INSTRUCTION: Can you proceed with the forum thread about the oversalted pastrami, writing on from its last post, and leave the data after it out of the continuation?

PASSAGE PROVIDED:

◆ ◆ ◆ ◆ ◆

# Pastrami - what went wrong? Too Much Salt!



## waterdogscbr (Dec 31, 2014)

A couple of weeks ago I did a corned beef. Came out very good. This is the brine I used:

I used a 3lb roast the recipe called for 3-5 lbs. 

1/2 gallon of water
1 cup kosher salt
1/3 cup sugar
1/2 ounce instacure #1
1 tbsp cracked black pepper
1 tbsp coriander seeds
12 bay leaves
1 tbsp red pepper flakes
1 tbsp dried thyme
1 tsp caraway seeds
1 cinnamin stick
6 cloves 
6 garlic cloves

I let this brine in the fridge for 3 days

So I wanted to do a pastrami and my beef was 9 lbs. 
I doubled the brine recipe listed above. I let it brine for 6 days. 
Smoking came out great with the help of our forum and everyone's advice. The problem was it was way too salty. Couldn't even eat. 

I bumped to 1 gallon of water 
Two cups of salt 
1 ounce instacure. 

Was it too much:
Salt?
Instacure?
Or brining time?

Thanks


----------



## red dog (Dec 31, 2014)

I am sure others will chime in but I'm thinking that's like twice as much salt as you needed. Pop's brine only has 1 cup for a gallon of water. And he suggests a longer curing time. What type of roast was it?


----------



## tropics (Dec 31, 2014)

Waterdog I use store bought Corned Beef for Pastrami, the key thing is to desalt it soak for a few hours in cold water, then you can do your rub and smoke. Never had a Pastrami I didn't like.

◆ ◆ ◆ ◆ ◆

DATASET ENTRIES:
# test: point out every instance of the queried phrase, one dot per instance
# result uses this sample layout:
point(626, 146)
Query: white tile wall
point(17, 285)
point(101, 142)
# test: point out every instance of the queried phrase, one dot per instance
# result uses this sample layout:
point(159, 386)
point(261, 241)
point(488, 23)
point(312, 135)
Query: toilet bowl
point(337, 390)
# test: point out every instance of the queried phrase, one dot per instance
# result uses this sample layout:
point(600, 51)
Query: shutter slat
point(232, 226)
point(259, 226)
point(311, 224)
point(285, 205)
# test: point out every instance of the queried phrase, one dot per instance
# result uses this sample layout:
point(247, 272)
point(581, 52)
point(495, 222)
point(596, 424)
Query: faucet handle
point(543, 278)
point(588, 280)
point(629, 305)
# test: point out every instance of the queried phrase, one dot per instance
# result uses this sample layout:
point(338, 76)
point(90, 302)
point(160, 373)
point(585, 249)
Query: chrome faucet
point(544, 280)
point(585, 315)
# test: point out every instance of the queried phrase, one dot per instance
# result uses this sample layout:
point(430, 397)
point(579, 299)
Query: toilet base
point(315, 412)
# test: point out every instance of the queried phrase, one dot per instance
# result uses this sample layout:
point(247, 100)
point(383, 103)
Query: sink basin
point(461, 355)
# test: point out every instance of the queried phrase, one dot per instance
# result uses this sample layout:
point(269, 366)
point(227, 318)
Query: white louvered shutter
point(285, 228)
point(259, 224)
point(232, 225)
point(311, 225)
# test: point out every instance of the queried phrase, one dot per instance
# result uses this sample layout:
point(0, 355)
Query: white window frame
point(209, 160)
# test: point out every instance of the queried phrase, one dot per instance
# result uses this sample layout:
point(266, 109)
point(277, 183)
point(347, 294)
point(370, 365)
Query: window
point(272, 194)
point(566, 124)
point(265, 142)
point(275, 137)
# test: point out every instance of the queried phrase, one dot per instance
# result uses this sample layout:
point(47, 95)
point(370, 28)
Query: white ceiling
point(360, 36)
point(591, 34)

◆ ◆ ◆ ◆ ◆

REPLY TO THE EXERCISE:
Happy New Year


----------



## red dog (Dec 31, 2014)

Here is a link to Pop's brine.

http://www.smokingmeatforums.com/t/110799/pops6927s-wet-curing-brine


----------



## waterdogscbr (Dec 31, 2014)

Red Dog said:


> Here is a link to Pop's brine.
> http://www.smokingmeatforums.com/t/110799/pops6927s-wet-curing-brine


----------



## waterdogscbr (Dec 31, 2014)

Red Dog: Wow - there is a ton of info on pop's site. 
Definitely used way too much salt. 
Thanks for the information.


----------



## waterdogscbr (Dec 31, 2014)

Tropics - thanks for the help. Listen; I broke into that cheese I smoked on the 21st. I couldn't hold out as tonight is New Years eve and I had some venison kielbasa and crackers that were screaming for that smoked cheese. Came out great!  Now to let smoke some more and get into the others as they age. Thanks.


----------



## pops6927 (Jan 1, 2015)

And, the lower the salt, once getting used to it, the less you need, too!  I've cut down my recipe to lo-salt brine too;

http://www.smokingmeatforums.com/a/pops6927s-curing-brines-regular-and-lo-salt


----------



## chilefarmer (Jan 1, 2015)

Store bought corned beef is already brined. If you brined it again it was way to much salt.CF


----------



## addertooth (Jan 2, 2015)

Did you remember to soak the corned beef in water for half a day before you smoked it?  Did you change the soaking water at least twice during that period?  Many people forget that step, and end up with Pastrami which is too salty. Even without a second brining, pastrami will turn out too salty if not soaked.

The fix/rescue is relatively simple.  Chances are the pastrami is in the fridge, and must be warmed up before serving.  Get a pot with a quarter inch of boiling water in it.  Place your slices of pastrami in the boiling water for two minutes to warm up, before placing them on your hot pastrami sandwich.  This warming method leaches out the worst of the salt.


----------



## waterdogscbr (Jan 2, 2015)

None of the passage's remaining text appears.